### [Supplied passage]
>>>>>

Biden to meet with congressional leadership again on Friday as threat of national debt default looms
By Maegan Vazquez, CNN
President Joe Biden and top congressional leadership will meet again on Friday after they emerged from their hour-long meeting in the Oval Office on Tuesday with little to show that they’re moving toward a deal to raise the debt ceiling and avoid a default that would have catastrophic economic consequences.
House Republicans want to attach spending reductions to a debt ceiling increase and have passed a debt limit plan that does just that. But Biden and congressional Democrats have insisted on passing a clean increase on the debt limit before addressing a framework for spending.
After the meeting, Biden told reporters that White House and congressional leadership staff will meet daily before Friday’s top-level meeting.
The president said he “made it clear” during the meeting “that default is not an option,” adding that he’s “absolutely certain” the US can avoid defaulting on its obligations because an “overwhelming number of members of … Congress know it would be a disaster.”
“Look, over these last few days and weeks … there’s a lot of politics, posturing and gamesmanship that’s going to continue for a while. But I am squarely focused on what matters and we’re getting to work,” Biden said in the Roosevelt Room. “As I’ve said all along, let’s discuss what we need to cut, what we need to protect, what new revenue we can raise and how to lower the deficit to put our fiscal house in order. But in the meantime, we need to take the threat of default off the table.”
While leaders in the meeting indicated it wasn’t discussed in the Oval Office, president told reporters that he is considering whether to invoke the 14th Amendment to declare the debt limit unconstitutional after Washington resolves the current debt limit issue. He suggested that litigation may take too long to make a difference in current negotiations.
“I’ll be very blunt with you. When we get by this, I’m thinking about taking a look at, months down the road, to see what the court would say about whether or not it does work,” Biden added.
The president also said he doesn’t think his aides have studied minting a trillion-dollar coin to avoid another debt crisis.
He said it’s “possible” but “not likely” that he’ll skip his upcoming foreign travel if the debt ceiling is not raised by the time he is due to leave in late May — just before the US could start to default on June 1.
Although expectations for the meeting were low, House Speaker Kevin McCarthy told reporters that he didn’t see any new movement since his last meeting with the president to discuss the matter in February.
“I would hope that he’d be willing to negotiate for the next two weeks so we could actually solve this problem and not take America on the brink,” McCarthy said outside the West Wing following the meeting.
The California Republican said he asked the president for areas where he’d engage on spending reductions, but “he wouldn’t give me any.”
Speaking alongside McCarthy, Senate Minority Leader Mitch McConnell attempted to assuage fears of a default, stating that “the United States is not going to default. It never has and it never will. However, elections have consequences. We now have divided government. We didn’t have a divided government last year.”
However, McCarthy would not offer concrete assurances about preventing default.
“I’m speaker of the House,” he said. “I’m not the leader of the Senate. I’m not the president … I’ve done everything in my power to make sure it will not default. We have passed a bill that raised the debt limit. Now, I haven’t seen that in the Senate.”
“So,” the speaker continued, “I don’t know.”
House Minority Leader Hakeem Jeffries and Senate Majority Leader Chuck Schumer also told reporters outside the White House that McCarthy was the only leader in the meeting who would not take default off the table.

<<<<<

### [Required work]
(a) Reproduce the passage of the debt ceiling article between "The president also" and "following the meeting.", inclusive, word for word.
(b) In the debt ceiling article, how often will White House and congressional leadership staff meet before Friday's top-level meeting?
(c) Write the next part of the debt ceiling article, picking up after its final sentence.

A block of data:
>>>>>

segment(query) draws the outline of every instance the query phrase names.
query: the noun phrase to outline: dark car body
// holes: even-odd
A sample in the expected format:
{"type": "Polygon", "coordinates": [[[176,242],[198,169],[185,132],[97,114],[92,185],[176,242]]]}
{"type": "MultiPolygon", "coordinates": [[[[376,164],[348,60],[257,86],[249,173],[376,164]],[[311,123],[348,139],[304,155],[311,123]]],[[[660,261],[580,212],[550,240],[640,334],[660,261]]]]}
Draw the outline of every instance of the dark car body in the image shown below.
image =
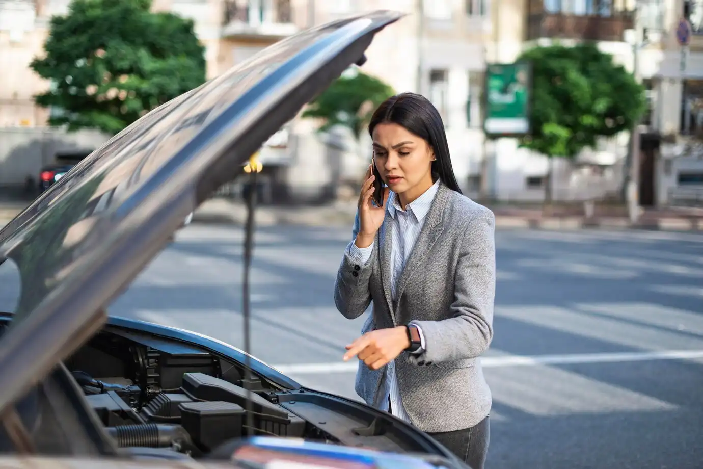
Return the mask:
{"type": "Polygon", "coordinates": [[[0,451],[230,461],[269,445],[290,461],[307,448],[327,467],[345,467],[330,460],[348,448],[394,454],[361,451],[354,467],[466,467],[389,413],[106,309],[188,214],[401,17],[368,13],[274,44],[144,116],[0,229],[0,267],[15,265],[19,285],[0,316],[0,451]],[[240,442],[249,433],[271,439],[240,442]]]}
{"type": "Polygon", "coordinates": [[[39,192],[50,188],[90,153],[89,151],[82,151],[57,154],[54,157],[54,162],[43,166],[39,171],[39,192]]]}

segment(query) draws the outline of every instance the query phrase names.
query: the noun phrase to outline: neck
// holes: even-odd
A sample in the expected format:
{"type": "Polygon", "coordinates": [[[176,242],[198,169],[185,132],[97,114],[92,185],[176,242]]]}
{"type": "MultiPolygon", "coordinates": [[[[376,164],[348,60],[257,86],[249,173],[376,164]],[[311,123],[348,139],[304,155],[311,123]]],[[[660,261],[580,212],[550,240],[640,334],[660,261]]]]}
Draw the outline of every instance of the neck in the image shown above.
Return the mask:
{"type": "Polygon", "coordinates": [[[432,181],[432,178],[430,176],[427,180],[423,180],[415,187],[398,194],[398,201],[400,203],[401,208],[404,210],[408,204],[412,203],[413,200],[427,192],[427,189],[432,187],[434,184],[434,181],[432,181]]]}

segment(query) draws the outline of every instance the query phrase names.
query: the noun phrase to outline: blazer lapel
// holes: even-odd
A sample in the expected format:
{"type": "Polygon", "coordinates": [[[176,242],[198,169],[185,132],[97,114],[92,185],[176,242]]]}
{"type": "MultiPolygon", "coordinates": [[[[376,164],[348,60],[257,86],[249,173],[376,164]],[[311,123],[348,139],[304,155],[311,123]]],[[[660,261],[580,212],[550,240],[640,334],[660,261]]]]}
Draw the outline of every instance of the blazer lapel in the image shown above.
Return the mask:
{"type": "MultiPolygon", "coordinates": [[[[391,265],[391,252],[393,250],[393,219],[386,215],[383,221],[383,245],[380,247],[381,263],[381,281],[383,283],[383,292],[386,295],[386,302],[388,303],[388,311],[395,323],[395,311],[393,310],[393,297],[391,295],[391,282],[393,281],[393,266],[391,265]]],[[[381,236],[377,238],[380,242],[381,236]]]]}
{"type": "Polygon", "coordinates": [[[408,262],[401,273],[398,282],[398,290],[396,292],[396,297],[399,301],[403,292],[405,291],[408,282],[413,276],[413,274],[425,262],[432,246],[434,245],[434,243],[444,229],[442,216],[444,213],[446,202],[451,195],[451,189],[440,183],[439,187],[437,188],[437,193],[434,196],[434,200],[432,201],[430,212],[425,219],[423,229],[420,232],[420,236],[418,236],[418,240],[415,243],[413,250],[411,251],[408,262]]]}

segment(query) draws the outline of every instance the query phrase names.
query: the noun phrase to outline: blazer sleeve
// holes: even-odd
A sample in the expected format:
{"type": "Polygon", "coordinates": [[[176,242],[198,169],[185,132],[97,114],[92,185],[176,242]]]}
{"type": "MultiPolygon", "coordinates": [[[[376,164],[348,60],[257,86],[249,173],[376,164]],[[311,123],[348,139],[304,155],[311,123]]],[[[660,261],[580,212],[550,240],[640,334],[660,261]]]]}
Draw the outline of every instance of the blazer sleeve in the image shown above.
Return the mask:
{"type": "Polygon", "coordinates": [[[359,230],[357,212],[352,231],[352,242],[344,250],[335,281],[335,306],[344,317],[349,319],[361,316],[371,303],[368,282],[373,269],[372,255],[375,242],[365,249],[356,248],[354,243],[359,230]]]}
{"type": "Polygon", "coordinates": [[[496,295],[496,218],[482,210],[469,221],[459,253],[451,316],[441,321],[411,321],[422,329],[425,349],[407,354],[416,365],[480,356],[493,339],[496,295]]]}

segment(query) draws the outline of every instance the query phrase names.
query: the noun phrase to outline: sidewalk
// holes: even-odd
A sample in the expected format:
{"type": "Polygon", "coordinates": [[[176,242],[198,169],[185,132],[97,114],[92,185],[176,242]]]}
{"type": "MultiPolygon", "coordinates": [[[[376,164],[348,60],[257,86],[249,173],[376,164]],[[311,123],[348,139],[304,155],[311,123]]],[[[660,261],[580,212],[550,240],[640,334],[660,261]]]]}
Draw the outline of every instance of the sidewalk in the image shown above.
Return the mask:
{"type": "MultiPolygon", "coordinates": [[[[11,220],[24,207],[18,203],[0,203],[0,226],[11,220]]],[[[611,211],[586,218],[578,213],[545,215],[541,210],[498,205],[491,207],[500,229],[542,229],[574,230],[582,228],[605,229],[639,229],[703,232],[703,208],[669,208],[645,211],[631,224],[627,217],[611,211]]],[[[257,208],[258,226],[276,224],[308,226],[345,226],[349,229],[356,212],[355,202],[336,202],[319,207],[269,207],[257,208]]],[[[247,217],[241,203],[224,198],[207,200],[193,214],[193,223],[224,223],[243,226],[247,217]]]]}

<<<<<

### [Written answers]
(a)
The president also said he doesn’t think his aides have studied minting a trillion-dollar coin to avoid another debt crisis.
He said it’s “possible” but “not likely” that he’ll skip his upcoming foreign travel if the debt ceiling is not raised by the time he is due to leave in late May — just before the US could start to default on June 1.
Although expectations for the meeting were low, House Speaker Kevin McCarthy told reporters that he didn’t see any new movement since his last meeting with the president to discuss the matter in February.
“I would hope that he’d be willing to negotiate for the next two weeks so we could actually solve this problem and not take America on the brink,” McCarthy said outside the West Wing following the meeting.

(b) Daily.

(c)
Responding to McCarthy’s reluctance to take default off the table, Biden told reporters, “I don’t know what he thinks. … I think he knows better. I think he knows that default would be disastrous.”
Jeffries said that the meeting attendees are organizing their respective teams “to have a discussion about a path forward around the budget and the appropriations process, and everyone agreed.”
“That’s progress,” he added.
Officials had indicated Biden’s goal for the meeting was to move spending negotiations onto a separate track, removing the threat of default while giving Republicans assurances he will engage in good-faith negotiations about federal spending.
Tuesday’s meeting — comprised of the four congressional leaders as well as a handful of congressional and White House aides — marked the first in-person, top-level discussions on the matter at the White House in months.
Biden had not formally held a meeting with McCarthy since February, when the two last discussed the debt ceiling at the White House.
McCarthy has signaled opposition to a short-term debt limit lift, but Biden has said the only thing he’s ruling out is default. The speaker also said that Congress will need deal in principle to lift debt limit by next week.
Heading into Tuesday’s meeting, McCarthy had more leverage than many expected him to have and House Republicans remain largely behind him.
“There isn’t a single bright line or ‘must have’ that I am married to,” South Dakota GOP Rep. Dusty Johnson, a key McCarthy ally, told CNN. “The totality of the deal has to make real and substantial change to how our country spends and borrows. There are lots of different ways to get there.”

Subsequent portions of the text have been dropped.